Say how many lines of the listing below include "glass". Write only that number.

[Given entries]

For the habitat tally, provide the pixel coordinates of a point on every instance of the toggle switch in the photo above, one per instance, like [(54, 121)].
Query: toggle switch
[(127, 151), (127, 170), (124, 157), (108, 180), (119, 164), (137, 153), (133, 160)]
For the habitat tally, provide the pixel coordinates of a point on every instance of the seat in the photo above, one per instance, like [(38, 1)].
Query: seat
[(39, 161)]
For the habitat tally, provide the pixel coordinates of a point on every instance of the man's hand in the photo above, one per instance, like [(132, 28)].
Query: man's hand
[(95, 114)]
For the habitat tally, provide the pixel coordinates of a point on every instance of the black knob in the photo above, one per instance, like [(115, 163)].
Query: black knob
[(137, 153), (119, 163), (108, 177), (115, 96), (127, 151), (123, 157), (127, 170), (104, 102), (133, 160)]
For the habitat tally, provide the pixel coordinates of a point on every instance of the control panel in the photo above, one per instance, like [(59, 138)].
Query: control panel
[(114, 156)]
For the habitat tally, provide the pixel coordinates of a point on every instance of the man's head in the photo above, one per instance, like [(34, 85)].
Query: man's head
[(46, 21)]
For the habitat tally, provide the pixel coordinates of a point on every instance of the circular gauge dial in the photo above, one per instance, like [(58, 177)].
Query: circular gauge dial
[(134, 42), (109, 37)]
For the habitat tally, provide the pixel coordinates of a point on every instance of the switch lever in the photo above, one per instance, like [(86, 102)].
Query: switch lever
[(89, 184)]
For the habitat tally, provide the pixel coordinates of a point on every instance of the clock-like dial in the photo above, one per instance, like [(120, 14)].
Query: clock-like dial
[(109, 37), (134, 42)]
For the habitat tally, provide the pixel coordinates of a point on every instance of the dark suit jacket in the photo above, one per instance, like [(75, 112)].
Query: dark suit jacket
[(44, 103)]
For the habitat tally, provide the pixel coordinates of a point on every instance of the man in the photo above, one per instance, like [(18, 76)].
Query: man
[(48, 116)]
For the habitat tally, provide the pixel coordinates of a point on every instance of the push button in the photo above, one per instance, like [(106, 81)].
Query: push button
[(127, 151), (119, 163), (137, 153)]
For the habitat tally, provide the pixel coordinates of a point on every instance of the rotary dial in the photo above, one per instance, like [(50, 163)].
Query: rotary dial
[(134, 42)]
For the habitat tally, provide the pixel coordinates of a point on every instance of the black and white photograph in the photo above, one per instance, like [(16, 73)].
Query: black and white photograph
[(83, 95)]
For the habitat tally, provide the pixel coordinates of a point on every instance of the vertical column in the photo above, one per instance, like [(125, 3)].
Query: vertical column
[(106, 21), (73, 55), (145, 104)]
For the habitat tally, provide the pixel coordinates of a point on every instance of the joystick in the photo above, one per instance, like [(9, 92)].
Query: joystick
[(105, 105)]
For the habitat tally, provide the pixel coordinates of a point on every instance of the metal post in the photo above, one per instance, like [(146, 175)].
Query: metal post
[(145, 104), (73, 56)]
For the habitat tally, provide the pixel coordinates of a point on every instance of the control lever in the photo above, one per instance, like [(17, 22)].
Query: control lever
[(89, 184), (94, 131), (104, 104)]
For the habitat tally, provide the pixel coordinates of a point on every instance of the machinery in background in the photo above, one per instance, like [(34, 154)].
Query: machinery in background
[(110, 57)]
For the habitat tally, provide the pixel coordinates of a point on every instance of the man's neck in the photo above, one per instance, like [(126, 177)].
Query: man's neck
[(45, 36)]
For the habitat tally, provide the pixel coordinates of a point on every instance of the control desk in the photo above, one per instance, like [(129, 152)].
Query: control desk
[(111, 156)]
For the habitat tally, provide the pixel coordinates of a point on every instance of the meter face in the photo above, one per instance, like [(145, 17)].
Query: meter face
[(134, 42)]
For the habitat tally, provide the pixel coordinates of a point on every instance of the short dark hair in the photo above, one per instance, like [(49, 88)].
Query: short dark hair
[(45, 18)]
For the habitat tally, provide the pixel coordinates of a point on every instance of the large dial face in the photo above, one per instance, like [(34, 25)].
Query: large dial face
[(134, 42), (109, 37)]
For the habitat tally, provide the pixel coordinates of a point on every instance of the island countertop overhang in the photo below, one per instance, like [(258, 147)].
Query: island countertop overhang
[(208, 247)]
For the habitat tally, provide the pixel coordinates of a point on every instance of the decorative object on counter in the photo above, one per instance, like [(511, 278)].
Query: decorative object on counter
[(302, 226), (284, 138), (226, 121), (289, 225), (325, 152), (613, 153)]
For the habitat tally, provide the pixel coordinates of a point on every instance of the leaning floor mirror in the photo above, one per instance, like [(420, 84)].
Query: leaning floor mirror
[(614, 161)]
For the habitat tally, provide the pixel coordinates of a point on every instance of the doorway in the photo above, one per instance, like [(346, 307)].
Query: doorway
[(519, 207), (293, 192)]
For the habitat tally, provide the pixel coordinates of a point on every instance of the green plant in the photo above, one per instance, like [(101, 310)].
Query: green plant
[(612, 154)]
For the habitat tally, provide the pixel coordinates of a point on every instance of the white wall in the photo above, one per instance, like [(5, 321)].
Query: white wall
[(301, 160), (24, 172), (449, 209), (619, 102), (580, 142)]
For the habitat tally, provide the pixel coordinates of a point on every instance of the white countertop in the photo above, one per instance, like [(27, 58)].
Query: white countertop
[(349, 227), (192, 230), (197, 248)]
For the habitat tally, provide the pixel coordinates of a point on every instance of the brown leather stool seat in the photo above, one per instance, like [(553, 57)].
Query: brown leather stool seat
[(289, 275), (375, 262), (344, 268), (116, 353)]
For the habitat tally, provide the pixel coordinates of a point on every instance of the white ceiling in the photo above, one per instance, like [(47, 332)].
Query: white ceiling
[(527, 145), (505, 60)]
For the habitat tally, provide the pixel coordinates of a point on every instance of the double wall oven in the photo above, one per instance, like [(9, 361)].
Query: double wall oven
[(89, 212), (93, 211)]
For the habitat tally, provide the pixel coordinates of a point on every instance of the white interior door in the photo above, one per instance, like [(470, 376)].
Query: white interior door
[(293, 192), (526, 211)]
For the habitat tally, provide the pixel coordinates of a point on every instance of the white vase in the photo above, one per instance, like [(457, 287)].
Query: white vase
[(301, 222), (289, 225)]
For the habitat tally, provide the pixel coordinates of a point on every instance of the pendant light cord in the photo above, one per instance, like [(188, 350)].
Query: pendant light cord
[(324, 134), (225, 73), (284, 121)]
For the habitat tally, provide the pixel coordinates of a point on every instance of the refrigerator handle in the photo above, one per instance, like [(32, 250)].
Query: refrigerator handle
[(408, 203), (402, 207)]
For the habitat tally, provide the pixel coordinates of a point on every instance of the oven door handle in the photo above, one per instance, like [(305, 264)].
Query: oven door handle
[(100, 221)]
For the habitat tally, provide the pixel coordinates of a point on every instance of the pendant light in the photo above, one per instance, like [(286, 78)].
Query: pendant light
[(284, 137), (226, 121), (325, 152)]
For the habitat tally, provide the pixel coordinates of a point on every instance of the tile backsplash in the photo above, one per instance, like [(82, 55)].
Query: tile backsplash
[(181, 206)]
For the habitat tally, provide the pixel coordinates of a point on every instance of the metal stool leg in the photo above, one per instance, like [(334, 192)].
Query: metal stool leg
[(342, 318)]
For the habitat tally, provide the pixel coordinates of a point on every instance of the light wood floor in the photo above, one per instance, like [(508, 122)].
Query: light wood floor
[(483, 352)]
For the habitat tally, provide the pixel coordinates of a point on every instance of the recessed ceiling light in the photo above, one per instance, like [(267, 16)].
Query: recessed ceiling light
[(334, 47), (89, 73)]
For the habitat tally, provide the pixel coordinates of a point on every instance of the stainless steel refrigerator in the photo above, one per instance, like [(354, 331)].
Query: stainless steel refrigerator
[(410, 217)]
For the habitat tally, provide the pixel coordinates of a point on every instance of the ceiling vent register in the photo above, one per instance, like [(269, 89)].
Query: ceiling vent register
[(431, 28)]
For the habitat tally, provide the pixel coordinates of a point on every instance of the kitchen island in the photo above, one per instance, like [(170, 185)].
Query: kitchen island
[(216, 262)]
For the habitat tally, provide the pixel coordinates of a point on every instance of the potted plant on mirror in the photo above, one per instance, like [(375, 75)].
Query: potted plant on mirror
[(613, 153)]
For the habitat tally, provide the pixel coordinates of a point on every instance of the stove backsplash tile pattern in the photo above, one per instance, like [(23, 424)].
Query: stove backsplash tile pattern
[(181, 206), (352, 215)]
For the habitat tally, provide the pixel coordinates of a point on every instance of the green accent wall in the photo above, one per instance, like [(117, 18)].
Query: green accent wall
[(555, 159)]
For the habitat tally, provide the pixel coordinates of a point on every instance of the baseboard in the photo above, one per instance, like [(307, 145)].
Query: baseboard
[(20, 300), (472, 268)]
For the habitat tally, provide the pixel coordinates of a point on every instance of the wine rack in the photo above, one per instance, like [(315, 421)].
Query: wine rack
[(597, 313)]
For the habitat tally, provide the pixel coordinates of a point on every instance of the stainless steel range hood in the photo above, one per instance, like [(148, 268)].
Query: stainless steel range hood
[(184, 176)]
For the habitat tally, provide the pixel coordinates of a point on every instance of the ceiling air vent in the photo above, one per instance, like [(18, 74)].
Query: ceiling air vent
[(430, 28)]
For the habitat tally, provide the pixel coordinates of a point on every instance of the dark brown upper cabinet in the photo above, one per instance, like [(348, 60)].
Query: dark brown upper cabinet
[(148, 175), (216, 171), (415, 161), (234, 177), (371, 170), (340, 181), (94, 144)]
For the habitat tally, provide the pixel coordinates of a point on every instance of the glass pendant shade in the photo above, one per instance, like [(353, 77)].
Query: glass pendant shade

[/Given entries]

[The answer]:
2